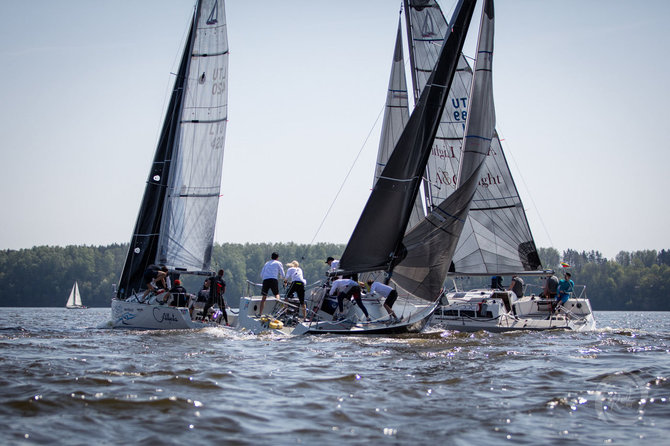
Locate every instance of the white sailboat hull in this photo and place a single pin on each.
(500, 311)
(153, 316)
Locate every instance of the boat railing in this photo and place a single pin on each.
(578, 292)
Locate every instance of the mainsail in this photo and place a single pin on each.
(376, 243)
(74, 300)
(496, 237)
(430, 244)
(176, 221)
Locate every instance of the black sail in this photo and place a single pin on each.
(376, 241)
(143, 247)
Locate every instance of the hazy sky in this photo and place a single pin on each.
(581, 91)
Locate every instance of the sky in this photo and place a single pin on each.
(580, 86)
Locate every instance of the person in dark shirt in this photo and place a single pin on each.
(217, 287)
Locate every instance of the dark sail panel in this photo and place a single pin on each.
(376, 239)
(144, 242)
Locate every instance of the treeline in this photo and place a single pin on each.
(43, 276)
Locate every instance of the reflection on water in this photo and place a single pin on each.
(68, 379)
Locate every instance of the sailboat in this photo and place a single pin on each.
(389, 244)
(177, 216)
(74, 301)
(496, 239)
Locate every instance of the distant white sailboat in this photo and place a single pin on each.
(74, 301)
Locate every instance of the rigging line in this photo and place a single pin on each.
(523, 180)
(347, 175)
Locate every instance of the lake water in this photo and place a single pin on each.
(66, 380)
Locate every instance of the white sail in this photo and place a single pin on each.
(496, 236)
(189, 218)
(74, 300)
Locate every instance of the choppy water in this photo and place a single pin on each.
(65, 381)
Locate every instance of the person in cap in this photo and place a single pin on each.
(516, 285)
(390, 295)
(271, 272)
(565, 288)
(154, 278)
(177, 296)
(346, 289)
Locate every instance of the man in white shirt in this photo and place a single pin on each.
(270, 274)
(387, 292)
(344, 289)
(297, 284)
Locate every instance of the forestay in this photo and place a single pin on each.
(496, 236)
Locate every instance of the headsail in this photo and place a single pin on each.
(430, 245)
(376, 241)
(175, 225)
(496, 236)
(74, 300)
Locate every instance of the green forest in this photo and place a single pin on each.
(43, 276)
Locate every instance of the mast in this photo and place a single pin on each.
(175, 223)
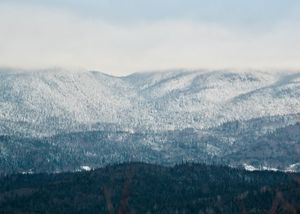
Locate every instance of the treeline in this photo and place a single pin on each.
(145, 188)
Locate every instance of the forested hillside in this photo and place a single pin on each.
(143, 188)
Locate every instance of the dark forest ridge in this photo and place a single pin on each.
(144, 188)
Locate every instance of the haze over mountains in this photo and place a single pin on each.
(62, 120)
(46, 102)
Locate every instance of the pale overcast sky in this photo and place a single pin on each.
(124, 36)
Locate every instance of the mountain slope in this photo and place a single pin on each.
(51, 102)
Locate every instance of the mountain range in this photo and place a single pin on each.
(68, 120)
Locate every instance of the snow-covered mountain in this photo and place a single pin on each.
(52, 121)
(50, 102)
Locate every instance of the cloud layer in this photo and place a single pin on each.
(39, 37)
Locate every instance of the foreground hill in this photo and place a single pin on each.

⁂

- **EXERCISE OBJECTIVE**
Convert the stretch from the line containing "Locate every instance of the mountain range" through the end of the records above into a JSON list of strings, one string per line, with blank lines omitted.

- **FULL OUTPUT**
[
  "Locate every instance of the mountain range in this photo and place a single pin on each.",
  "(68, 120)",
  "Locate every instance of the snow-covered mountain in this photo and place a single pin on each.",
  "(52, 121)",
  "(50, 102)",
  "Locate every instance of the cloud layer in this photo and place a single pin on each.",
  "(39, 37)",
  "Locate every instance of the foreground hill in this photo and place a single pin on each."
]